◆ **Work required**
Copy out each line of the entries below word for word, without changing anything.

◆ **Source records**

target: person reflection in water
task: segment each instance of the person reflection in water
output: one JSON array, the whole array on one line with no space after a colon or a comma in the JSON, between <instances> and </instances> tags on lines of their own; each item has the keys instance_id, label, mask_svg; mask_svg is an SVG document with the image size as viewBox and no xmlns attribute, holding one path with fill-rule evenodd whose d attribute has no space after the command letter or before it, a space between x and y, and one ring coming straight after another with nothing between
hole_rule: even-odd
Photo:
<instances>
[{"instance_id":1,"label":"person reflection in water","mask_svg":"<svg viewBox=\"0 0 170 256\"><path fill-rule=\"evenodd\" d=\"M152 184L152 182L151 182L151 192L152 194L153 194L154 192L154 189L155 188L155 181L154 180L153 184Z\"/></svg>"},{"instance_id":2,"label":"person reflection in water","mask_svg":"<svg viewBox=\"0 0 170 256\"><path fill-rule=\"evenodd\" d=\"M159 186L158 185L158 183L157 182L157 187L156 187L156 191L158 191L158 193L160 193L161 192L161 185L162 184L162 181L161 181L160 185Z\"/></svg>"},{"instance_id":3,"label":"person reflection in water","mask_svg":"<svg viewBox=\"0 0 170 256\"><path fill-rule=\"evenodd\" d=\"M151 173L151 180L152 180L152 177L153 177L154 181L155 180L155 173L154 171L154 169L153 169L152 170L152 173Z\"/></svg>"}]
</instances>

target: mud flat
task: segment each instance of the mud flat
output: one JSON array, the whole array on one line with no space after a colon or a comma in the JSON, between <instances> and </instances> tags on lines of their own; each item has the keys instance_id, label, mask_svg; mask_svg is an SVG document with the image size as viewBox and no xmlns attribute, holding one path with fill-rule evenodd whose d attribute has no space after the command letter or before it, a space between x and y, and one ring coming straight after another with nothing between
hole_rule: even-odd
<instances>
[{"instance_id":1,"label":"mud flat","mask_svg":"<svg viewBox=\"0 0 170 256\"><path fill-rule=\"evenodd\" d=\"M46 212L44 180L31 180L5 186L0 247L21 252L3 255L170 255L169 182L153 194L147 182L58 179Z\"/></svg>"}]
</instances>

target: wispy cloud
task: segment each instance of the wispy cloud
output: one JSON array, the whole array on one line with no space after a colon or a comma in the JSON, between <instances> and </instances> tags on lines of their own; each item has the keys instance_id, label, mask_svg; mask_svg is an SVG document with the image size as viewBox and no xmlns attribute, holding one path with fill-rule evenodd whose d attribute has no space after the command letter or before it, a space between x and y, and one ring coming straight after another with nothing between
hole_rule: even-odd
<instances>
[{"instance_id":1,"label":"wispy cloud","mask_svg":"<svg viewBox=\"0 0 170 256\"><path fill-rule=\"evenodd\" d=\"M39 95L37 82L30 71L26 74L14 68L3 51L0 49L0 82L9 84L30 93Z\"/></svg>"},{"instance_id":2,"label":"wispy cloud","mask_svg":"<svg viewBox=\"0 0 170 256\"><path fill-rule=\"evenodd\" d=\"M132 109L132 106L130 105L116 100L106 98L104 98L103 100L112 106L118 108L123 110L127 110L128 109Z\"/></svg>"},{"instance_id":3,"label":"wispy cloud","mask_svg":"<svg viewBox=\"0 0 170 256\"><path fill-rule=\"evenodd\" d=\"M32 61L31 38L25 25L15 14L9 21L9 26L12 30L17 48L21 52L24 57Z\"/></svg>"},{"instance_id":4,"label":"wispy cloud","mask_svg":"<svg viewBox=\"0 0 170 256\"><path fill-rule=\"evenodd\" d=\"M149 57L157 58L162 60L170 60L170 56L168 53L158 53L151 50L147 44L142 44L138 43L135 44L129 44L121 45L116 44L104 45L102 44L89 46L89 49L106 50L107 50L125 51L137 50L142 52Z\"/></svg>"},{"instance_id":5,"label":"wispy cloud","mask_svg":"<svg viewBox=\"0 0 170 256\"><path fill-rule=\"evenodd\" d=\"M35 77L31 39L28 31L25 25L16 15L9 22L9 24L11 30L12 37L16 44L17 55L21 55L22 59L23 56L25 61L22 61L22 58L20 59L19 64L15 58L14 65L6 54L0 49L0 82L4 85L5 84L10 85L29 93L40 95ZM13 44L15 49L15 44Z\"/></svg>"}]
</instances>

◆ **Exercise solution**
target: person reflection in water
task: segment each instance of the person reflection in water
output: one JSON array, the whole array on one line with no space after a colon or a comma in the JSON, between <instances> and </instances> tags on lines of their own; each item has the keys instance_id, label, mask_svg; mask_svg is an SVG document with the image size as viewBox and no xmlns attribute, holding one path with fill-rule evenodd whose d attribute has no space after the command letter or before it, a space between x and y, and one ring coming straight after another with nothing between
hole_rule: even-odd
Photo:
<instances>
[{"instance_id":1,"label":"person reflection in water","mask_svg":"<svg viewBox=\"0 0 170 256\"><path fill-rule=\"evenodd\" d=\"M152 184L152 182L151 182L151 192L152 194L153 194L154 192L154 189L155 188L155 181L154 180L153 184Z\"/></svg>"},{"instance_id":2,"label":"person reflection in water","mask_svg":"<svg viewBox=\"0 0 170 256\"><path fill-rule=\"evenodd\" d=\"M159 186L158 185L158 183L157 182L157 187L156 187L156 191L158 191L158 193L160 193L161 192L161 185L162 184L162 181L161 181L160 185Z\"/></svg>"},{"instance_id":3,"label":"person reflection in water","mask_svg":"<svg viewBox=\"0 0 170 256\"><path fill-rule=\"evenodd\" d=\"M151 173L151 180L152 180L152 177L153 177L154 181L155 180L155 173L154 171L154 169L153 169L152 170L152 173Z\"/></svg>"}]
</instances>

target: mud flat
task: segment each instance of the mud flat
output: one JSON array, the whole array on one line with no space after a colon or a comma in the JSON, between <instances> and </instances> tags on lines of their own; each item has the keys instance_id, label, mask_svg; mask_svg is an SVG document with the image size as viewBox and no xmlns attribute, holding one path with fill-rule evenodd whose d attribute has no space after the command letter or before it, a space between x and y, and one ring coming straight after another with nothing between
hole_rule: even-odd
<instances>
[{"instance_id":1,"label":"mud flat","mask_svg":"<svg viewBox=\"0 0 170 256\"><path fill-rule=\"evenodd\" d=\"M46 212L44 180L31 180L5 186L0 247L21 252L3 255L170 255L169 182L153 194L147 182L58 179Z\"/></svg>"}]
</instances>

target: wispy cloud
task: segment each instance of the wispy cloud
output: one JSON array, the whole array on one line with no space after a colon or a comma in the JSON, between <instances> and </instances> tags on lines of their own; each item has the keys instance_id, label, mask_svg; mask_svg is an SVG document with the image size as viewBox and no xmlns attribute, holding one path with fill-rule evenodd whose d attribute has no space after the command letter or before it, a space between x and y, and one ring coming straight after another with nothing between
hole_rule: even-odd
<instances>
[{"instance_id":1,"label":"wispy cloud","mask_svg":"<svg viewBox=\"0 0 170 256\"><path fill-rule=\"evenodd\" d=\"M39 95L37 82L30 71L26 74L14 68L3 51L0 49L0 82L9 84L30 93Z\"/></svg>"},{"instance_id":2,"label":"wispy cloud","mask_svg":"<svg viewBox=\"0 0 170 256\"><path fill-rule=\"evenodd\" d=\"M132 109L132 106L130 105L116 100L106 98L104 98L103 100L112 106L118 108L123 110L127 110L128 109Z\"/></svg>"},{"instance_id":3,"label":"wispy cloud","mask_svg":"<svg viewBox=\"0 0 170 256\"><path fill-rule=\"evenodd\" d=\"M32 61L31 38L25 25L15 14L9 21L9 26L12 30L17 48L21 52L24 57Z\"/></svg>"},{"instance_id":4,"label":"wispy cloud","mask_svg":"<svg viewBox=\"0 0 170 256\"><path fill-rule=\"evenodd\" d=\"M149 57L157 58L162 60L170 60L170 56L168 53L158 53L151 50L147 44L142 44L138 43L135 44L129 44L121 45L116 44L104 45L102 44L89 46L89 49L106 50L107 50L125 51L137 50L142 52Z\"/></svg>"},{"instance_id":5,"label":"wispy cloud","mask_svg":"<svg viewBox=\"0 0 170 256\"><path fill-rule=\"evenodd\" d=\"M35 77L31 39L28 31L25 25L16 15L9 22L9 24L11 30L12 37L16 44L17 55L21 55L22 59L23 56L25 61L22 61L22 58L20 59L19 64L15 58L14 65L6 54L0 49L0 82L4 85L5 84L10 85L29 93L40 95ZM13 44L15 49L15 44Z\"/></svg>"}]
</instances>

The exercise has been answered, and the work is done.